■ TEXTE ■
Enfin, dernier départ à la ligne bleue : celui d'Antonin Manavian. L'homme "fort" des Brûleurs de Loups était loin de faire l'unanimité. En début de saison, Mats Lusth l'a relégué à plusieurs reprises sur le banc pour prestations insuffisantes, et son flegme sur et en dehors de la glace laissait toujours planer un doute sur sa motivation réelle. Mais en play-offs, il a su hisser son niveau de jeu en l'absence de Viktor Wallin à un niveau encore jamais vu, se révélant soudainement une arme à la ligne bleue et dans le jeu. Sa décision de tenter une nouvelle aventure en Amérique du Nord a scellé son départ du club, laissant quelques regrets malgré ses prestations en dents de scie.

Du côté de l'attaque, outre l'arrêt forcé de Dufour qui devient entraîneur, on dénombre également trois départs. Les deux Suédois Nilsson et Jansson rentrent au pays en laissant assez peu de regrets derrière eux. Martin Jansson, très attendu après un début de saison 2008-2009 extrêmement prometteur avant d'être blessé au genou, a beaucoup déçu cette saison. Joueur le plus pénalisé du club et souvent transparent dans le jeu, il s'est plus signalé par son indiscipline que par sa capacité à marquer des buts ou débloquer des situations compliquées. Stig Nilsson a souvent brillé par sa fougue et son intensité mais lui aussi a été trop pénalisé et s'est montré incapable d'apporter la "scoring touch" nécessaire pour des renforts étrangers. Un constat nuancé par les bons play-offs de Nilsson mais dans l'ensemble les deux compères suédois avaient plus le profil de bons "penalty killers" que de buteurs nés ou de fabricants de jeu. Un luxe que ne peut plus se permettre le club désormais avec des joueurs importés.

■ CONSIGNE ■
Recopiez intégralement, sans rien modifier, le texte sur les départs de joueurs des Brûleurs de Loups.

■ DONNÉES FOURNIES ■
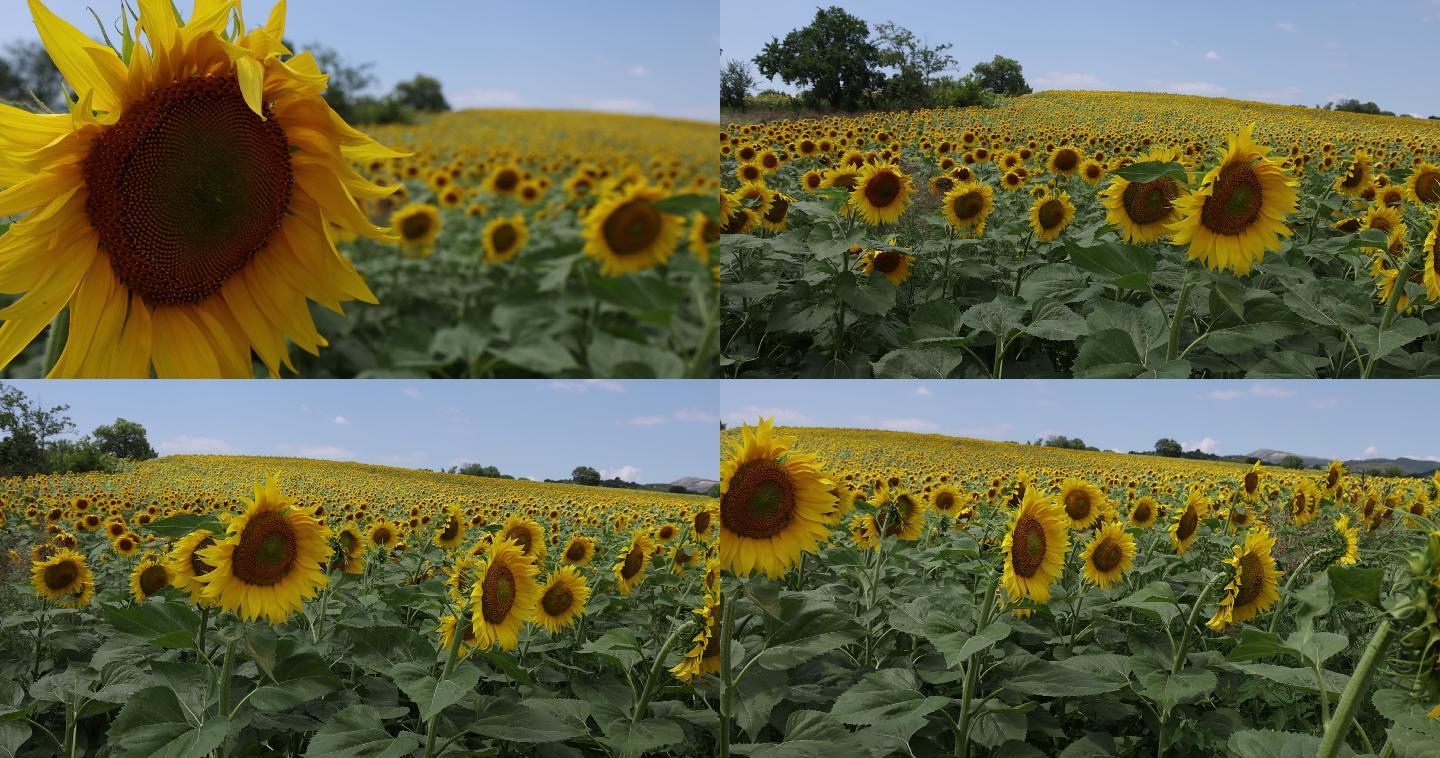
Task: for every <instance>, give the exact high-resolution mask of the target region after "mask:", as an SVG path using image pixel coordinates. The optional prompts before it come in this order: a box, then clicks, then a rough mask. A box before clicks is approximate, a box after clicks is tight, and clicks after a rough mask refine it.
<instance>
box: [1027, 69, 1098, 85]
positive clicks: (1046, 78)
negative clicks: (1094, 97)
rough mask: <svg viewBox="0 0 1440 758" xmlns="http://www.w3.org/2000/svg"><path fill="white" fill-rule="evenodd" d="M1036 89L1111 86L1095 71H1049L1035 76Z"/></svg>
mask: <svg viewBox="0 0 1440 758" xmlns="http://www.w3.org/2000/svg"><path fill="white" fill-rule="evenodd" d="M1034 82H1035V89H1104V88H1106V86H1109V85H1107V84H1104V81H1103V79H1100V78H1099V76H1096V75H1094V73H1080V72H1066V71H1048V72H1045V73H1041V75H1040V76H1035V79H1034Z"/></svg>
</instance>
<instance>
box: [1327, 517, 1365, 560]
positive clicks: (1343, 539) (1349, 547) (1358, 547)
mask: <svg viewBox="0 0 1440 758" xmlns="http://www.w3.org/2000/svg"><path fill="white" fill-rule="evenodd" d="M1333 526H1335V533H1336V535H1338V536H1339V538H1341V540H1344V543H1345V550H1344V552H1342V553H1341V556H1339V558H1336V559H1335V561H1336V562H1338V563H1339V565H1342V566H1354V565H1355V563H1358V562H1359V527H1358V526H1351V523H1349V514H1348V513H1341V517H1339V519H1335V523H1333Z"/></svg>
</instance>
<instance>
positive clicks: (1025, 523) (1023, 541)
mask: <svg viewBox="0 0 1440 758" xmlns="http://www.w3.org/2000/svg"><path fill="white" fill-rule="evenodd" d="M1044 561H1045V527H1044V525H1041V523H1040V520H1037V519H1035V517H1034V516H1024V517H1021V519H1020V520H1018V522H1015V532H1014V535H1012V536H1011V540H1009V563H1011V566H1012V568H1014V569H1015V574H1017V575H1020V576H1024V578H1027V579H1028V578H1031V576H1034V575H1035V572H1037V571H1040V565H1041V563H1044Z"/></svg>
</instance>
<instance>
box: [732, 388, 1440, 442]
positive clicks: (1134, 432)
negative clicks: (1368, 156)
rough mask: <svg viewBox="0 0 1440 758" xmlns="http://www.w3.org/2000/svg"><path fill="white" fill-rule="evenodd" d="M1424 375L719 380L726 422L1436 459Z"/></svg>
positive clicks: (1431, 396) (990, 438)
mask: <svg viewBox="0 0 1440 758" xmlns="http://www.w3.org/2000/svg"><path fill="white" fill-rule="evenodd" d="M1434 388H1436V385H1434V382H1427V380H1388V379H1387V380H1369V382H1358V380H1355V382H1349V380H1339V379H1336V380H1323V382H1322V380H1312V382H1299V380H1289V382H1236V380H1200V379H1197V380H1179V382H1176V380H1161V379H1152V380H1022V379H1014V380H1012V379H1007V380H1002V382H982V380H952V382H923V380H914V382H900V380H887V382H842V380H829V382H776V380H768V382H762V380H747V382H724V383H723V385H721V388H720V411H721V418H723V421H724V422H726V424H727V425H739V424H742V422H744V424H755V422H756V419H757V418H759V416H775V422H776V424H779V425H804V427H850V428H870V429H896V431H912V432H933V434H946V435H955V437H973V438H979V440H1007V441H1017V442H1024V441H1031V440H1035V438H1041V437H1048V435H1053V434H1063V435H1067V437H1080V438H1083V440H1084V441H1086V444H1089V445H1094V447H1099V448H1102V450H1119V451H1122V452H1123V451H1130V450H1151V448H1153V445H1155V441H1156V440H1159V438H1162V437H1171V438H1174V440H1176V441H1179V442H1181V444H1182V445H1184V447H1185V450H1197V448H1198V450H1205V451H1207V452H1214V454H1217V455H1244V454H1247V452H1250V451H1253V450H1257V448H1272V450H1283V451H1287V452H1296V454H1302V455H1318V457H1333V458H1345V460H1348V458H1368V457H1385V458H1395V457H1410V458H1427V460H1440V442H1437V441H1436V437H1434V434H1431V431H1430V429H1428V427H1427V425H1426V424H1424V422H1423V421H1418V416H1416V414H1414V409H1417V408H1426V406H1427V405H1428V403H1430V402H1431V401H1433V398H1434Z"/></svg>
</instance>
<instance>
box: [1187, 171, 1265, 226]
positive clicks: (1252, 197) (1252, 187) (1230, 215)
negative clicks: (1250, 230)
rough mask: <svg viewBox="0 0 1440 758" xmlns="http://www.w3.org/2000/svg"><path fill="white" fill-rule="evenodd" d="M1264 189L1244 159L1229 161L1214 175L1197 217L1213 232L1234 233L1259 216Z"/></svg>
mask: <svg viewBox="0 0 1440 758" xmlns="http://www.w3.org/2000/svg"><path fill="white" fill-rule="evenodd" d="M1263 200H1264V190H1263V189H1261V186H1260V174H1257V173H1256V170H1254V169H1253V167H1251V166H1250V164H1248V163H1230V164H1227V166H1225V167H1224V169H1221V170H1220V176H1217V177H1215V183H1214V187H1212V190H1211V195H1210V197H1205V206H1204V208H1202V209H1201V212H1200V220H1201V223H1204V225H1205V228H1207V229H1210V231H1211V232H1214V233H1217V235H1238V233H1241V232H1244V231H1246V229H1248V228H1250V225H1251V223H1254V220H1256V219H1259V218H1260V208H1261V205H1263Z"/></svg>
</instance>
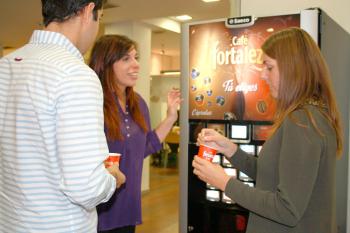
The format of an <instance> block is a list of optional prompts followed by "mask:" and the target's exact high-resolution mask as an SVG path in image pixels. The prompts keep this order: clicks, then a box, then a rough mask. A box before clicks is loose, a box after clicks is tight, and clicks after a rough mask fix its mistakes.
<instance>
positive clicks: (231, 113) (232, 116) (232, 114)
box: [224, 112, 237, 120]
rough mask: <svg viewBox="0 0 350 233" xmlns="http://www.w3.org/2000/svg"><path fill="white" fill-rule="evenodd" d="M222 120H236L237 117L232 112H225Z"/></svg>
mask: <svg viewBox="0 0 350 233" xmlns="http://www.w3.org/2000/svg"><path fill="white" fill-rule="evenodd" d="M224 120H237V117H236V115H235V114H234V113H233V112H225V113H224Z"/></svg>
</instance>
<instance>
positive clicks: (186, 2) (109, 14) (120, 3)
mask: <svg viewBox="0 0 350 233" xmlns="http://www.w3.org/2000/svg"><path fill="white" fill-rule="evenodd" d="M229 4H230V3H229V0H221V1H220V2H212V3H204V2H202V1H201V0H108V5H110V6H111V7H112V8H108V9H106V10H105V11H104V17H103V22H104V23H111V22H118V21H119V22H120V21H128V20H133V21H142V20H147V19H153V18H160V17H171V16H176V15H182V14H188V15H191V16H192V17H193V19H192V20H191V21H199V20H210V19H217V18H224V17H228V15H229V12H230V5H229ZM113 6H114V7H113ZM40 23H41V1H40V0H0V29H1V30H0V45H2V46H3V48H5V49H6V48H16V47H19V46H21V45H23V44H25V43H26V42H27V41H28V39H29V37H30V35H31V33H32V31H33V29H38V28H40ZM153 30H154V33H153V34H152V51H157V52H159V51H160V50H164V51H165V54H168V55H171V54H174V53H176V51H179V46H180V35H179V34H177V33H174V32H170V31H166V30H160V29H153Z"/></svg>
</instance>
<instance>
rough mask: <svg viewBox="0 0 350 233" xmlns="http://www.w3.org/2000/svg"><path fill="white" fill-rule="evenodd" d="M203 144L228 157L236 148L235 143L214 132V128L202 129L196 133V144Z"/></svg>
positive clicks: (217, 133)
mask: <svg viewBox="0 0 350 233" xmlns="http://www.w3.org/2000/svg"><path fill="white" fill-rule="evenodd" d="M200 144H205V145H208V146H210V147H212V148H214V149H216V150H217V151H218V152H219V153H222V154H224V155H225V156H226V157H227V158H230V157H231V156H232V155H233V154H234V153H235V152H236V150H237V145H236V144H234V143H233V142H231V141H230V139H228V138H226V137H225V136H223V135H221V134H220V133H218V132H216V131H215V130H214V129H202V130H201V132H200V133H199V134H198V138H197V145H200Z"/></svg>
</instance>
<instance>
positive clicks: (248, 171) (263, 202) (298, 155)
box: [225, 105, 337, 233]
mask: <svg viewBox="0 0 350 233" xmlns="http://www.w3.org/2000/svg"><path fill="white" fill-rule="evenodd" d="M306 108H307V109H308V110H309V111H310V112H311V113H312V115H313V116H314V119H315V121H316V123H317V125H318V127H319V128H320V130H321V131H322V133H323V134H324V135H323V136H321V135H320V134H319V133H318V132H317V131H316V129H315V128H314V127H313V126H312V125H311V122H310V120H309V119H308V117H307V114H306V112H305V110H302V109H301V110H297V111H295V112H293V113H292V116H293V117H294V119H297V121H298V122H300V123H302V124H303V125H306V127H302V126H300V125H298V124H296V123H295V122H294V121H292V120H291V119H290V118H289V117H288V118H287V119H286V120H285V121H284V122H283V124H282V125H281V127H280V128H279V129H278V130H277V131H276V132H275V134H274V135H273V136H272V137H271V138H270V139H269V140H268V141H266V142H265V144H264V146H263V148H262V150H261V152H260V155H259V157H258V158H256V157H253V156H251V155H248V154H246V153H245V152H243V151H242V150H240V149H239V150H237V152H236V153H235V154H234V155H233V156H232V157H231V158H230V162H231V163H232V164H233V165H234V166H235V167H236V168H237V169H239V170H242V171H243V172H244V173H246V174H247V175H249V176H251V177H252V178H253V179H255V180H256V188H251V187H248V186H246V185H245V184H243V183H241V182H240V181H238V180H235V179H231V180H230V181H229V182H228V184H227V185H226V189H225V194H226V195H227V196H229V197H230V198H232V200H234V201H235V202H237V203H238V204H239V205H241V206H243V207H245V208H247V209H248V210H249V211H250V217H249V222H248V229H247V233H284V232H288V233H316V232H317V233H335V232H336V216H335V213H336V211H335V206H336V202H335V162H336V146H337V145H336V136H335V131H334V129H333V128H332V127H331V126H330V124H329V123H328V121H327V120H326V119H325V118H324V117H323V116H322V115H321V113H320V110H319V109H318V108H317V107H315V106H311V105H308V106H306Z"/></svg>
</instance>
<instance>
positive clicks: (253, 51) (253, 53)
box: [212, 35, 262, 70]
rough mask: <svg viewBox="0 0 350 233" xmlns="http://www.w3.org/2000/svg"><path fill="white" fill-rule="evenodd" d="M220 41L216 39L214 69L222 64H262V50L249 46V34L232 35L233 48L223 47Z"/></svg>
mask: <svg viewBox="0 0 350 233" xmlns="http://www.w3.org/2000/svg"><path fill="white" fill-rule="evenodd" d="M219 45H220V42H219V41H215V43H214V45H213V48H212V54H213V59H212V60H213V64H212V65H213V69H214V70H215V69H216V68H217V66H222V65H230V64H232V65H234V64H238V65H239V64H262V50H261V49H260V48H254V47H251V46H249V38H248V36H247V35H241V36H235V35H233V36H232V39H231V45H232V46H231V48H227V49H224V50H223V49H221V50H220V46H219Z"/></svg>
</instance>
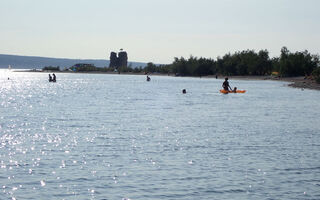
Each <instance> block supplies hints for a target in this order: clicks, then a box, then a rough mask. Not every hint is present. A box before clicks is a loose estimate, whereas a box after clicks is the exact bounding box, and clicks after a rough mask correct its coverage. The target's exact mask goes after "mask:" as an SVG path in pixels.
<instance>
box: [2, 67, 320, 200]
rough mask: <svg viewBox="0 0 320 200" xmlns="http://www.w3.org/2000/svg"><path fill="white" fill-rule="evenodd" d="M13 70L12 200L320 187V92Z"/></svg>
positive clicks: (283, 194)
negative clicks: (225, 93) (54, 73)
mask: <svg viewBox="0 0 320 200" xmlns="http://www.w3.org/2000/svg"><path fill="white" fill-rule="evenodd" d="M3 74H4V73H0V113H1V116H0V183H1V185H0V186H1V189H2V193H1V195H0V196H2V197H3V198H6V199H52V198H53V199H318V197H319V196H320V193H319V180H318V179H317V178H316V177H317V175H318V174H319V170H320V168H319V163H318V160H320V155H319V154H318V152H319V150H320V144H319V141H320V138H319V137H320V136H319V134H318V133H319V131H320V126H319V125H318V124H319V123H318V122H317V119H319V117H320V114H319V112H318V110H319V109H315V107H317V105H315V103H314V102H317V101H315V100H318V99H319V97H320V94H319V93H318V92H317V91H308V90H305V91H303V94H302V95H301V91H300V90H296V89H292V88H287V87H285V86H283V83H281V82H269V81H267V82H262V81H261V82H256V81H235V80H232V81H231V82H232V83H233V84H235V85H238V86H239V88H240V87H241V88H245V89H247V91H248V93H246V94H243V95H221V94H220V93H218V89H219V88H220V87H221V80H216V79H197V78H173V77H156V76H155V77H154V78H153V79H152V81H151V82H148V84H146V82H145V77H143V76H121V75H120V76H119V75H99V74H96V75H93V74H62V73H61V74H60V73H59V74H58V75H57V77H58V82H57V83H56V84H51V83H48V82H47V74H45V73H13V74H11V75H10V77H12V78H10V81H7V80H6V79H3V77H4V75H3ZM256 85H259V88H258V89H257V88H256V87H255V86H256ZM182 88H187V90H188V94H187V95H181V89H182ZM264 91H268V92H264ZM269 91H272V92H269ZM306 95H307V96H308V98H303V96H306ZM295 113H299V115H296V114H295Z"/></svg>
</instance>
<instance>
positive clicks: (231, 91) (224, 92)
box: [220, 89, 246, 94]
mask: <svg viewBox="0 0 320 200" xmlns="http://www.w3.org/2000/svg"><path fill="white" fill-rule="evenodd" d="M220 92H221V93H223V94H228V93H245V92H246V90H236V91H232V90H229V91H228V90H223V89H222V90H220Z"/></svg>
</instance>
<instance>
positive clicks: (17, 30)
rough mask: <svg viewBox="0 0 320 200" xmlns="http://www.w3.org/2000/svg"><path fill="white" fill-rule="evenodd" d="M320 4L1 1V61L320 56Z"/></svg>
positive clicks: (164, 59)
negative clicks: (2, 59) (128, 58)
mask: <svg viewBox="0 0 320 200" xmlns="http://www.w3.org/2000/svg"><path fill="white" fill-rule="evenodd" d="M319 8H320V0H50V1H49V0H0V54H15V55H30V56H31V55H32V56H45V57H63V58H83V59H85V58H94V59H95V58H99V59H109V54H110V51H118V50H119V49H120V48H123V49H124V50H126V51H127V52H128V57H129V61H141V62H154V63H171V62H172V61H173V58H174V57H181V56H183V57H189V56H190V55H193V56H197V57H207V58H208V57H211V58H216V57H217V56H223V55H224V54H226V53H228V52H231V53H233V52H235V51H239V50H245V49H254V50H257V51H258V50H260V49H268V50H269V52H270V56H272V57H273V56H279V54H280V49H281V47H282V46H287V47H288V49H289V50H290V51H292V52H295V51H303V50H305V49H307V50H309V52H311V53H312V54H316V53H320V11H319Z"/></svg>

■ RÉPONSE ATTENDUE ■
Enfin, dernier départ à la ligne bleue : celui d'Antonin Manavian. L'homme "fort" des Brûleurs de Loups était loin de faire l'unanimité. En début de saison, Mats Lusth l'a relégué à plusieurs reprises sur le banc pour prestations insuffisantes, et son flegme sur et en dehors de la glace laissait toujours planer un doute sur sa motivation réelle. Mais en play-offs, il a su hisser son niveau de jeu en l'absence de Viktor Wallin à un niveau encore jamais vu, se révélant soudainement une arme à la ligne bleue et dans le jeu. Sa décision de tenter une nouvelle aventure en Amérique du Nord a scellé son départ du club, laissant quelques regrets malgré ses prestations en dents de scie.

Du côté de l'attaque, outre l'arrêt forcé de Dufour qui devient entraîneur, on dénombre également trois départs. Les deux Suédois Nilsson et Jansson rentrent au pays en laissant assez peu de regrets derrière eux. Martin Jansson, très attendu après un début de saison 2008-2009 extrêmement prometteur avant d'être blessé au genou, a beaucoup déçu cette saison. Joueur le plus pénalisé du club et souvent transparent dans le jeu, il s'est plus signalé par son indiscipline que par sa capacité à marquer des buts ou débloquer des situations compliquées. Stig Nilsson a souvent brillé par sa fougue et son intensité mais lui aussi a été trop pénalisé et s'est montré incapable d'apporter la "scoring touch" nécessaire pour des renforts étrangers. Un constat nuancé par les bons play-offs de Nilsson mais dans l'ensemble les deux compères suédois avaient plus le profil de bons "penalty killers" que de buteurs nés ou de fabricants de jeu. Un luxe que ne peut plus se permettre le club désormais avec des joueurs importés.